- **Record excerpts**:
------------
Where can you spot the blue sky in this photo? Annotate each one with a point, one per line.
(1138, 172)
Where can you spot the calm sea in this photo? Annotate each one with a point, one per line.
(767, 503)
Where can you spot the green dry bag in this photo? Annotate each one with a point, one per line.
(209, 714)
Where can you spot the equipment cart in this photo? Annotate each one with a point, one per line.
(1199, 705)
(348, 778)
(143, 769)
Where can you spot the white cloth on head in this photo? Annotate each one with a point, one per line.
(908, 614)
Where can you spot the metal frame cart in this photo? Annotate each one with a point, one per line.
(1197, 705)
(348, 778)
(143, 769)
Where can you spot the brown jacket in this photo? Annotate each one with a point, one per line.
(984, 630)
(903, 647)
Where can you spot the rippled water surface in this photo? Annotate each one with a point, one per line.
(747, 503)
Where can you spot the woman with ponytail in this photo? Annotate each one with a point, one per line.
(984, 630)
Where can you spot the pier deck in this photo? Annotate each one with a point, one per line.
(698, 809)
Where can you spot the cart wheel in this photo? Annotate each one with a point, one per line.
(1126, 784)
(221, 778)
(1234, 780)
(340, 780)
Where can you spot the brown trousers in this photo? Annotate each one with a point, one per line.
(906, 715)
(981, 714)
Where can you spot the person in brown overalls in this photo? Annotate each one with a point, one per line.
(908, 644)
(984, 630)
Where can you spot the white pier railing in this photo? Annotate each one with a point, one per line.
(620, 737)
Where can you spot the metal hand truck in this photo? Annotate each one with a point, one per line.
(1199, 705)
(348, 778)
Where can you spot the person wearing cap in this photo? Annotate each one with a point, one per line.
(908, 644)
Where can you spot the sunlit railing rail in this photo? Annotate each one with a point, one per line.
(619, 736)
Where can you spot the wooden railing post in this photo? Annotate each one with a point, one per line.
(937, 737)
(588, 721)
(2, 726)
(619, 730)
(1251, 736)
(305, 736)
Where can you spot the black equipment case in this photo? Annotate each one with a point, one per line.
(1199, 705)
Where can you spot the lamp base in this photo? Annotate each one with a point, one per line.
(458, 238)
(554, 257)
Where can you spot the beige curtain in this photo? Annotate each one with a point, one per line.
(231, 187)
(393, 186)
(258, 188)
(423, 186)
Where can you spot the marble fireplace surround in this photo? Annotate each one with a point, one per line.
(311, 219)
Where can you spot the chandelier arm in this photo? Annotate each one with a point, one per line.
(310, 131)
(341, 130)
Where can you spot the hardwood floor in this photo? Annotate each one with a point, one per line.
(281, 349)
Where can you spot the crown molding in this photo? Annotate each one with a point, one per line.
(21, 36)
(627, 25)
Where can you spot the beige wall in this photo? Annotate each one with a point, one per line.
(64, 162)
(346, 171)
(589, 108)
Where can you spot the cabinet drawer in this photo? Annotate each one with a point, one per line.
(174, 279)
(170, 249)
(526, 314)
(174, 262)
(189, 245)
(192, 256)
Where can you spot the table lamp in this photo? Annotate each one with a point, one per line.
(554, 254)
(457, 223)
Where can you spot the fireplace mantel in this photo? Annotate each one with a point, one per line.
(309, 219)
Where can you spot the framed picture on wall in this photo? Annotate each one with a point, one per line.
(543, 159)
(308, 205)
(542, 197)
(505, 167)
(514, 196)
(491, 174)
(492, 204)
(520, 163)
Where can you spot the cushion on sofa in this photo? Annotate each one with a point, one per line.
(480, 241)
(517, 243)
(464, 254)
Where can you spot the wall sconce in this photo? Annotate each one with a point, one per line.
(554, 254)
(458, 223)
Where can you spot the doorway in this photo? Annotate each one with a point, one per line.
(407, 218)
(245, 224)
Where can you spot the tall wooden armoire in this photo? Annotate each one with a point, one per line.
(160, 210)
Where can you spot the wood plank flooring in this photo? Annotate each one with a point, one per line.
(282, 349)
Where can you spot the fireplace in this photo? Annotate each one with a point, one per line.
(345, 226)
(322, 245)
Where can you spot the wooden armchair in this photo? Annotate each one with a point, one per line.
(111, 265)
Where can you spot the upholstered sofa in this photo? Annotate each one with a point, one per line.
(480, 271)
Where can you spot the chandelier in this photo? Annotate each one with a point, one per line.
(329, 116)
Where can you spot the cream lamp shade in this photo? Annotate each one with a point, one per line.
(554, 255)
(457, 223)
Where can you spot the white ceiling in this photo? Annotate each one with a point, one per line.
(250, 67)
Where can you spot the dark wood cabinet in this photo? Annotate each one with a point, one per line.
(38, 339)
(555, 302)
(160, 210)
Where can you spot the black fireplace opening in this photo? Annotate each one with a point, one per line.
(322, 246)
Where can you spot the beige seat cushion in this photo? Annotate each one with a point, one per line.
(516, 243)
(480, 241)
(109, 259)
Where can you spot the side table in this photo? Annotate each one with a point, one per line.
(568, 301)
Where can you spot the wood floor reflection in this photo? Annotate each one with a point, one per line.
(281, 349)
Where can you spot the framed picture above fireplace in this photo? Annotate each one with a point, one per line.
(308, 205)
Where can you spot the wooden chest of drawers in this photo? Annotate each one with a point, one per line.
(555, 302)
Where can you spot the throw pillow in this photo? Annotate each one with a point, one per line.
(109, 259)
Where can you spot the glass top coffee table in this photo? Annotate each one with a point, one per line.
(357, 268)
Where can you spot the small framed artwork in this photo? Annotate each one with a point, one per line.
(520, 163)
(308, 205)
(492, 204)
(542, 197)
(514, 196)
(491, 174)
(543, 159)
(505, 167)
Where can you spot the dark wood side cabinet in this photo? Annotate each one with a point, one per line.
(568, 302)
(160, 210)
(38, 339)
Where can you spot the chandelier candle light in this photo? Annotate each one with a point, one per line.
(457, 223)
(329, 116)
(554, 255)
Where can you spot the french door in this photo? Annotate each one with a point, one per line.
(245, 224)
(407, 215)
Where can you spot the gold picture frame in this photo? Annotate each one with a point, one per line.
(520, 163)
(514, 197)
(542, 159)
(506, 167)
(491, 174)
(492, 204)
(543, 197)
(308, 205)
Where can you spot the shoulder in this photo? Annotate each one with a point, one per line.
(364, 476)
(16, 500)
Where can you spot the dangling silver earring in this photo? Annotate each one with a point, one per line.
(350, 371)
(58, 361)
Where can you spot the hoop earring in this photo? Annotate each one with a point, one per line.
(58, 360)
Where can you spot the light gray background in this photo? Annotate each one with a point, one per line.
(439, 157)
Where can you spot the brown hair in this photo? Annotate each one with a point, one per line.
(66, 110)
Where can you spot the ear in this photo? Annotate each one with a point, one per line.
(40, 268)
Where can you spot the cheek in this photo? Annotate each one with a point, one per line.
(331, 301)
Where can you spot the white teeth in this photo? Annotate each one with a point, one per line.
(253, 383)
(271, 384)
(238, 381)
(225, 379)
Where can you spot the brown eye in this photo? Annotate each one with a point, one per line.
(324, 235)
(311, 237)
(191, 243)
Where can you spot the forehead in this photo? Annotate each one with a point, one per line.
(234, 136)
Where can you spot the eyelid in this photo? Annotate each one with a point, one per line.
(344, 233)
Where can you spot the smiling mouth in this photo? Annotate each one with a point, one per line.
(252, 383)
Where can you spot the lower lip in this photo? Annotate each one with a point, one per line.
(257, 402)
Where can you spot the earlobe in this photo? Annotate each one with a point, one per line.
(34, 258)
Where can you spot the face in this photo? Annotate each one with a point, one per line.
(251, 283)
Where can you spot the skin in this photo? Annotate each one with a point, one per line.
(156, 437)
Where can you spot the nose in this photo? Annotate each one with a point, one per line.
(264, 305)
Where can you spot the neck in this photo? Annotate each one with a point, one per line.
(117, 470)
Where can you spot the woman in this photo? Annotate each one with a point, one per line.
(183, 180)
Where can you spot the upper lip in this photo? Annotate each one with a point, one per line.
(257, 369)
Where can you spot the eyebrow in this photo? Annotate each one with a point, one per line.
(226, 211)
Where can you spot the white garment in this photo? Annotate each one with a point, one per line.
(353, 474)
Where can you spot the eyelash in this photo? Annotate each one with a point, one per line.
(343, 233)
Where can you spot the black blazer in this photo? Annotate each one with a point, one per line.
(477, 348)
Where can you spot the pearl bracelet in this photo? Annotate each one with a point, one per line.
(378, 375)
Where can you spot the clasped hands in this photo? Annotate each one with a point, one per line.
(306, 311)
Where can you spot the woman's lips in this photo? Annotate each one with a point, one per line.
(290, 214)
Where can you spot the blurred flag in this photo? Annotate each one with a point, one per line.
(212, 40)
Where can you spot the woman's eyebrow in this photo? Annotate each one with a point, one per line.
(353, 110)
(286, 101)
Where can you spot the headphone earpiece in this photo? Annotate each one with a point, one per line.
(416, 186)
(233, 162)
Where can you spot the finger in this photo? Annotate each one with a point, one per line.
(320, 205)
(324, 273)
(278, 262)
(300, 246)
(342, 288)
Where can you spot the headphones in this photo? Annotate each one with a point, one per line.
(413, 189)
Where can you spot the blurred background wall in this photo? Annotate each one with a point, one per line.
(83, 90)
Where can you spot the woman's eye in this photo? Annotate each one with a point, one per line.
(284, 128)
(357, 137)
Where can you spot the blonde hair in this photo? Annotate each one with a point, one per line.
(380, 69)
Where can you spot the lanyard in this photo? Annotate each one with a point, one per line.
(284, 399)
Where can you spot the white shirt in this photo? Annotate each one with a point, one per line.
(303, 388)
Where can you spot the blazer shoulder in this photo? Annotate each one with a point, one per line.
------------
- **Goal**: Return the lines above, from the one containing "Where can you spot the eyelash" to the end, exactly as they stand.

- **Response to this exercise**:
Where can you spot the eyelash in this photo? Annotate each one with a point, one per line.
(343, 233)
Where can you spot the black blazer in this photo? Annotate each one with a point, one per line.
(477, 348)
Where can you spot the pearl bracelet in this photo? Annotate each one with a point, one per line.
(378, 375)
Where can you spot the clasped hands in this photo? Annotate each one with a point, one per line.
(306, 311)
Where can you spot the woman's lips in this photo? Annotate each one with a point, one per line.
(290, 214)
Where can you spot the blurred flag in this photo? Annotate each one with a point, one per line.
(212, 40)
Where can you spot the woman's eyebrow in this photo? Annotate each one with a point, one per line.
(353, 110)
(286, 101)
Where can you spot the headphone earpiece in this photo? Annotate each one with a point, one per line.
(416, 186)
(233, 162)
Where can you spot the finger in this photo? Annotate each one with a point, one per line.
(320, 205)
(324, 273)
(278, 262)
(300, 246)
(342, 288)
Where can you spot the headphones in this photo? Annotate each one with a point, one per line.
(413, 189)
Where can you spot the blurred background wall in this photo? Annotate each one with a point, one per line.
(83, 90)
Where can you spot the woman's eye in this photo? Annotate each one with a point, one per line.
(284, 128)
(357, 137)
Where can you spot the blonde hair in this photo? Annotate each one with a point, one per line.
(380, 69)
Where can you spot the lanyard in this photo? Annotate each one with a point, one per line.
(284, 399)
Where can you spot the white shirt in this photo? Annotate each one with a point, one per line.
(303, 388)
Where can you spot the blazer shoulder in this photo? Annotate each one with a point, one per line.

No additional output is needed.